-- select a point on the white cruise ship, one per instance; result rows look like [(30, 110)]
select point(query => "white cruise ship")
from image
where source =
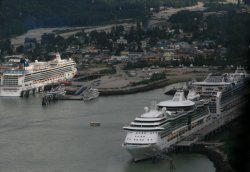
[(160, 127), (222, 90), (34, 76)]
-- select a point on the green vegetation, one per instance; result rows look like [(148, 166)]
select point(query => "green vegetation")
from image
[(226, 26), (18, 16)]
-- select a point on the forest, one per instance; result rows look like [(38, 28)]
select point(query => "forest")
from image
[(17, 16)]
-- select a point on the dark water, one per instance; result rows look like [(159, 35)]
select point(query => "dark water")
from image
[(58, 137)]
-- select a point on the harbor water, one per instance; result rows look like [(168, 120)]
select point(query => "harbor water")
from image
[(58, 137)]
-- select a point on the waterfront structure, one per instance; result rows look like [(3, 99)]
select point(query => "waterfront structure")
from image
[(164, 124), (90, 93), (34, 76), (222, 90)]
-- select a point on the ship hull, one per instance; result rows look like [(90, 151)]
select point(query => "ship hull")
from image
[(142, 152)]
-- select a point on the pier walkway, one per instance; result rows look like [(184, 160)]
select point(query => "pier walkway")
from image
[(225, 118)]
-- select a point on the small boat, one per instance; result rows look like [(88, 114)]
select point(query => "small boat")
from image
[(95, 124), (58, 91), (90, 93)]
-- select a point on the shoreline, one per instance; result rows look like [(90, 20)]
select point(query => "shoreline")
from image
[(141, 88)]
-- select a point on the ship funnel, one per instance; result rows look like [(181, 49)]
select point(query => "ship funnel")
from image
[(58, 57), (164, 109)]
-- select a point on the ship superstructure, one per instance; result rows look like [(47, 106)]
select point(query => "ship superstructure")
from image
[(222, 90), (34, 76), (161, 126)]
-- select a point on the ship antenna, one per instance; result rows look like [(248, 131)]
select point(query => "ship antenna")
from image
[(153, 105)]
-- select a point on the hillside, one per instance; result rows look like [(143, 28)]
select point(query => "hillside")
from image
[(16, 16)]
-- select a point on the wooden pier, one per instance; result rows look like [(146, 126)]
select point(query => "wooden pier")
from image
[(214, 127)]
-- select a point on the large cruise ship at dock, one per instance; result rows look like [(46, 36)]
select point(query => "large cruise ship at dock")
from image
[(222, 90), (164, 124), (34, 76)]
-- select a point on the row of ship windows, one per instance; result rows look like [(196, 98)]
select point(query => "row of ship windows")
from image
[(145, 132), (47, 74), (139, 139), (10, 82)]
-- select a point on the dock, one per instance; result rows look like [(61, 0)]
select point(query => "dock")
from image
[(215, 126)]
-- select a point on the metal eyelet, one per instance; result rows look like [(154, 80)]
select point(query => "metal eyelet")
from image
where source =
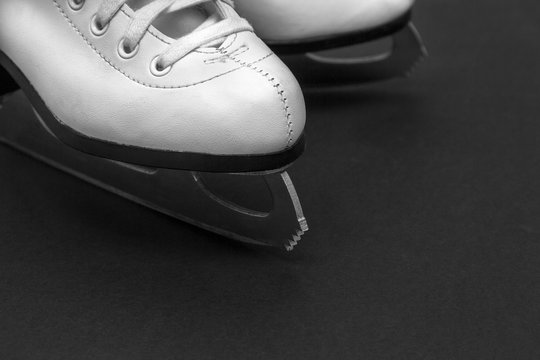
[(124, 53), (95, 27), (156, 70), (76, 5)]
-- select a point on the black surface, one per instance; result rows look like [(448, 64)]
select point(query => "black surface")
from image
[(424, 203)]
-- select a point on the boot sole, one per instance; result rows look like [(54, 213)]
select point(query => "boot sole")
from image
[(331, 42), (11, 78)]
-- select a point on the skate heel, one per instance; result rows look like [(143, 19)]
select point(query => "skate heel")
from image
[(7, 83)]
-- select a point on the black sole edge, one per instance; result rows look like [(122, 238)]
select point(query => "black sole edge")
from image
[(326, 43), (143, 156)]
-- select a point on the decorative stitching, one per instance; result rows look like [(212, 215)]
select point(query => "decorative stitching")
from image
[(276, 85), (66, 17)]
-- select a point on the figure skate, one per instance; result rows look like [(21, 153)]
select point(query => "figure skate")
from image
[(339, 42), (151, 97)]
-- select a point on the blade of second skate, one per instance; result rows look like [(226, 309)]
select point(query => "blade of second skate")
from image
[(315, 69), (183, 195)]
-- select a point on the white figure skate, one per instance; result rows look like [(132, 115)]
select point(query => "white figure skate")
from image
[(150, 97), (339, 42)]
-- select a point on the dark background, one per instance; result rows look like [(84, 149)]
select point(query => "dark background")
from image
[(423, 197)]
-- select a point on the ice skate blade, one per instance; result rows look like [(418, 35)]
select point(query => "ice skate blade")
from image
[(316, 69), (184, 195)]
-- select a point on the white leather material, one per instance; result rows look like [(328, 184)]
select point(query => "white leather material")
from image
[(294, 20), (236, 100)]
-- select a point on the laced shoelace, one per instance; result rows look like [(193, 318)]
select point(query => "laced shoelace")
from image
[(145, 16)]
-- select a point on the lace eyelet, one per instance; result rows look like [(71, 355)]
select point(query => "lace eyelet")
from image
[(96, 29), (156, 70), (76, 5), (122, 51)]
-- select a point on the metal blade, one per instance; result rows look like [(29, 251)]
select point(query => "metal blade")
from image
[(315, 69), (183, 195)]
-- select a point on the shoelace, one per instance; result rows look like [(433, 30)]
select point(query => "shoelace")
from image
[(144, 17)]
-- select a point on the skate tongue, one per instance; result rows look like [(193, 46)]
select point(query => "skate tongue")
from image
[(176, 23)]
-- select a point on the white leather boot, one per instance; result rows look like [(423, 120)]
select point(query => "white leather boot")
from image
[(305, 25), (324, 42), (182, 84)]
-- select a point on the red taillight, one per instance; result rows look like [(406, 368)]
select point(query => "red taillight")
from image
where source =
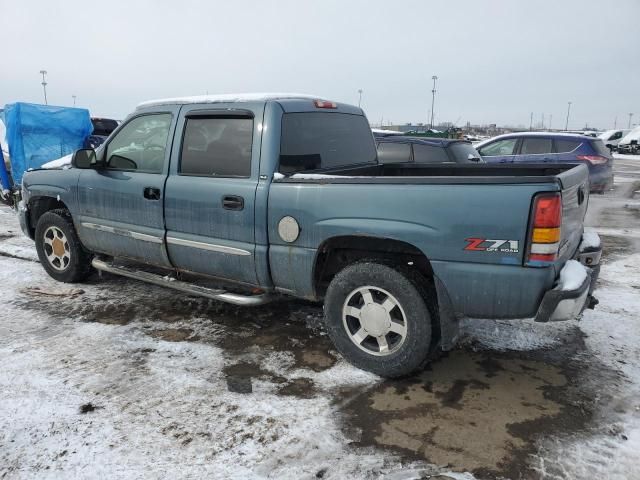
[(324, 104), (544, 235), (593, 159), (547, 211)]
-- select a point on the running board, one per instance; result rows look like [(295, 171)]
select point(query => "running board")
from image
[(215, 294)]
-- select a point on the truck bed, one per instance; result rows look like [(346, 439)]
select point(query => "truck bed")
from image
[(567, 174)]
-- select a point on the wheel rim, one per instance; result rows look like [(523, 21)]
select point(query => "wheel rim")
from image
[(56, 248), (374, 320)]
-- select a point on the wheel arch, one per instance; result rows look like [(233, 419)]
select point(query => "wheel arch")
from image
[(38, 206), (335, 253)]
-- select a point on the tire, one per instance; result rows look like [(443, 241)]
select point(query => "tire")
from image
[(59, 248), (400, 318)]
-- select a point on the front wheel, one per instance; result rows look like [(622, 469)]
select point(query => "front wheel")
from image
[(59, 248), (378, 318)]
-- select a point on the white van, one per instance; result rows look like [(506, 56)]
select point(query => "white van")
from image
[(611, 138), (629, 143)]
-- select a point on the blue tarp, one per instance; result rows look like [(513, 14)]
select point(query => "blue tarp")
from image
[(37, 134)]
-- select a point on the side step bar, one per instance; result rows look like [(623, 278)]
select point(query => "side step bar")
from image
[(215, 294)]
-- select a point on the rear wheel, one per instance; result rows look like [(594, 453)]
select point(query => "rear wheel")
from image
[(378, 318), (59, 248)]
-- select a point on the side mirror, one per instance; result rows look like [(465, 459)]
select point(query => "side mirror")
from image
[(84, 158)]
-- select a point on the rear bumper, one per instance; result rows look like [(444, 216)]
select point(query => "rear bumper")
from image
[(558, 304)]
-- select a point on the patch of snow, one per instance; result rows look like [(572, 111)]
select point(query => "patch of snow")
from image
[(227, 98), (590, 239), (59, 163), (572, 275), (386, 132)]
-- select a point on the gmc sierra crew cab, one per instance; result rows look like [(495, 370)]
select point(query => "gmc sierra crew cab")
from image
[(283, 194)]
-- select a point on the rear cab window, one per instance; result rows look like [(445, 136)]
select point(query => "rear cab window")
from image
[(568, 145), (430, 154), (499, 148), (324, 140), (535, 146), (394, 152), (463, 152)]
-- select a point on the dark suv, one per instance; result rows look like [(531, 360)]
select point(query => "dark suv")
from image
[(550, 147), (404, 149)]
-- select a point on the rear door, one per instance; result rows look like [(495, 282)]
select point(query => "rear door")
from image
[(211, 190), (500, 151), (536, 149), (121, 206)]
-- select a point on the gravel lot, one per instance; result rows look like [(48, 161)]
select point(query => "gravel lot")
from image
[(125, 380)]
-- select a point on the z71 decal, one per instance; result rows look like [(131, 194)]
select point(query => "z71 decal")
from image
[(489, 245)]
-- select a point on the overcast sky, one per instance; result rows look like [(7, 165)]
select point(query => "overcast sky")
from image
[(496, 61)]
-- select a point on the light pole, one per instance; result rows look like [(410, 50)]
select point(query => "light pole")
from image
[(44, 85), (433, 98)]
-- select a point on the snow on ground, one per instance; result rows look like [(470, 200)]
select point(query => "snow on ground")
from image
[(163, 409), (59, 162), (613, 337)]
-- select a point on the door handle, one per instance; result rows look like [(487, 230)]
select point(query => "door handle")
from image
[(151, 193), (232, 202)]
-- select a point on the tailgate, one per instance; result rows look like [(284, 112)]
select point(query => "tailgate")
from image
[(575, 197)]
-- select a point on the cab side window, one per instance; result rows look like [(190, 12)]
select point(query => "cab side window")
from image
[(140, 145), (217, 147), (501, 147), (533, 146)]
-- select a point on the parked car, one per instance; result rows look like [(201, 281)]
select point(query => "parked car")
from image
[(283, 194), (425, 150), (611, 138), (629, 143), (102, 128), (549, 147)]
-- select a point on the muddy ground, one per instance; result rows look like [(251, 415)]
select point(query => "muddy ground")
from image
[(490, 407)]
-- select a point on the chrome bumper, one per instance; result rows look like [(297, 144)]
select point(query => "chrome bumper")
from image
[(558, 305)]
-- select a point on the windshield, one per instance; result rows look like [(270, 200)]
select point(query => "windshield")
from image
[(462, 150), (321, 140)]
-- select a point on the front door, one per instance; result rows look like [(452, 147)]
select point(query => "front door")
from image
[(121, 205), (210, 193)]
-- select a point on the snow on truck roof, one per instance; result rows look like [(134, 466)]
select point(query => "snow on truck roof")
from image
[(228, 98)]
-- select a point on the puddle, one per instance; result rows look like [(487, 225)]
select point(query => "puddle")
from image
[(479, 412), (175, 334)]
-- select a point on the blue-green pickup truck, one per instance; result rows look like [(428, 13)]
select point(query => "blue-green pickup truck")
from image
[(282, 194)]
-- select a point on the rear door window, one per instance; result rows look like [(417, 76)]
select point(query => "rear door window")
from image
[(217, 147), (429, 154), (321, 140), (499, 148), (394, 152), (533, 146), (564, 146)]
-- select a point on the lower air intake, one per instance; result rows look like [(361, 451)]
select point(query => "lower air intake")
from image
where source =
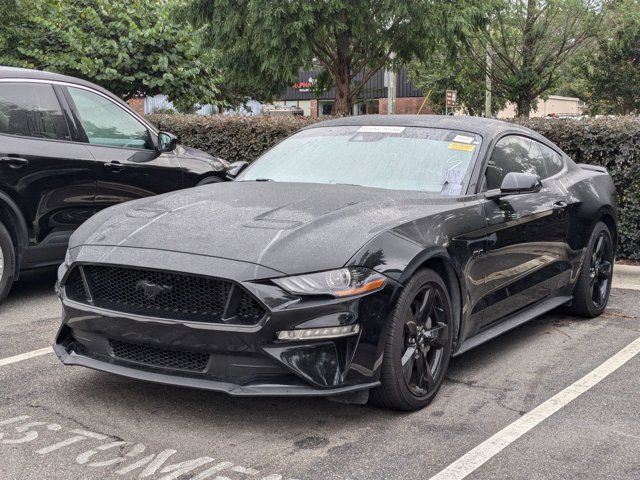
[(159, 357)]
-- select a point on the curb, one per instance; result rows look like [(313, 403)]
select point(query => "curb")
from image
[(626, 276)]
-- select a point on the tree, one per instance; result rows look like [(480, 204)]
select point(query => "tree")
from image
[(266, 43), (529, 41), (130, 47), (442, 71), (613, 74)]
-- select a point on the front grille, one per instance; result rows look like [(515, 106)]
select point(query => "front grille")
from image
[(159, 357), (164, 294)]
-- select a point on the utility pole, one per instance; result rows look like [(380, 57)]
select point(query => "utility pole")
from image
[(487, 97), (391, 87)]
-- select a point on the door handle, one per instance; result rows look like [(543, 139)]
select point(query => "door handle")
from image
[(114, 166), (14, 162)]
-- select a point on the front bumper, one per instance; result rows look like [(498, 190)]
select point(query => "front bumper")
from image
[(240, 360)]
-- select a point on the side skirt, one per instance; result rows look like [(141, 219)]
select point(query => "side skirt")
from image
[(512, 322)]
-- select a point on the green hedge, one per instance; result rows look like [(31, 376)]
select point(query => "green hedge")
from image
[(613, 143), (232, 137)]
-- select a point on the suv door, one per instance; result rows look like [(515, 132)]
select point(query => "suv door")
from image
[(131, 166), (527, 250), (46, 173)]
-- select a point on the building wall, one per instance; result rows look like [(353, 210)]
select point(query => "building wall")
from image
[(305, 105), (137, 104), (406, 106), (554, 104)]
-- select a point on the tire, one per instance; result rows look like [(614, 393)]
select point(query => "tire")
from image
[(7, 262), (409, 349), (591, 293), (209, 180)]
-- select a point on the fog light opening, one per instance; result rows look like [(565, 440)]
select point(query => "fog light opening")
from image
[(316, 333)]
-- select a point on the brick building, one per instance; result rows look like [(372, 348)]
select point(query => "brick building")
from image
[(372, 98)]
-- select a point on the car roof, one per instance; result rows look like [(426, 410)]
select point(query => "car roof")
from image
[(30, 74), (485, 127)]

● **PROBLEM DESCRIPTION**
Can you reproduce the items in the stretch from the line containing "-- select a point on the snow on truck" through the line containing "[(479, 412), (175, 334)]", offsetting every coordinate in their answers by -18 and leaving the requests and their sample rows unchanged?

● **RESPONSE TO THE EXERCISE**
-- select a point on the snow on truck roof, one per instance; result rows look like [(134, 466)]
select point(query => "snow on truck roof")
from image
[(210, 80)]
-- select a point on the puddle, one per instance; result rows look like [(487, 225)]
select point(query => "puddle")
from image
[(461, 394), (157, 316)]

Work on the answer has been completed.